*** Block opens ***

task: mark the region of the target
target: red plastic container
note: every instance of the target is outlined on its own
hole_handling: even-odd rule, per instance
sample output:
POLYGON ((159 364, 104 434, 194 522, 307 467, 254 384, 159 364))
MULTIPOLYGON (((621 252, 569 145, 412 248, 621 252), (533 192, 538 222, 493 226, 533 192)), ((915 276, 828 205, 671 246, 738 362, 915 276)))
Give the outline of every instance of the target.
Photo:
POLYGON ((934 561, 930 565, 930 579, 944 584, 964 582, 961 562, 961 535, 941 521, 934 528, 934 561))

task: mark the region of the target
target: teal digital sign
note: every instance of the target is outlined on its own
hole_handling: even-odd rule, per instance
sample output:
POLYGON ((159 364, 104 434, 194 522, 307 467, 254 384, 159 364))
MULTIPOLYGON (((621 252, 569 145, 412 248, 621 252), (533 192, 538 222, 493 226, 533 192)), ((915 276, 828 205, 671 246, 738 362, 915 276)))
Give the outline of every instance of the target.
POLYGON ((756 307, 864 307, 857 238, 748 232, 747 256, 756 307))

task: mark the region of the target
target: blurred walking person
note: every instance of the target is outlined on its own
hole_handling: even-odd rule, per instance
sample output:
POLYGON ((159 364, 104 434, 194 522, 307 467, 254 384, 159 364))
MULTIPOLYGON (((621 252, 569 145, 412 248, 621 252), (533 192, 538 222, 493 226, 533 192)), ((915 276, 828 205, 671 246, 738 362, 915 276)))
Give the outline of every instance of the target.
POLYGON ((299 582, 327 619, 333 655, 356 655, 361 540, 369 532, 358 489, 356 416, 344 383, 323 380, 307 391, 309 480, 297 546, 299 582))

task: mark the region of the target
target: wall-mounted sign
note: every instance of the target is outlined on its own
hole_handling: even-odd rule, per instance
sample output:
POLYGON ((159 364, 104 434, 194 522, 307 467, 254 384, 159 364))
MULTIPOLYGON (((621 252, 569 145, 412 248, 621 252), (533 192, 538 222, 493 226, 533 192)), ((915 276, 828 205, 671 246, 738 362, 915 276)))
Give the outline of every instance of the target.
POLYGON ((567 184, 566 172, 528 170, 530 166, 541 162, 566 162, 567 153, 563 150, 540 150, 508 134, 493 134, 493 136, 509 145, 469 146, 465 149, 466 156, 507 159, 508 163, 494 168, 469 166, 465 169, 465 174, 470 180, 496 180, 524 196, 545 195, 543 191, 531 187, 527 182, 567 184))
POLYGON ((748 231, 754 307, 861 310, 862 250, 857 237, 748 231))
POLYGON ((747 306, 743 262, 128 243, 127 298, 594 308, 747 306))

*** Block closes ***

### What the exercise asks
Find the word "sign" in the data and copy out each line where it turns up.

### Answer space
target: teal digital sign
target: wall-mounted sign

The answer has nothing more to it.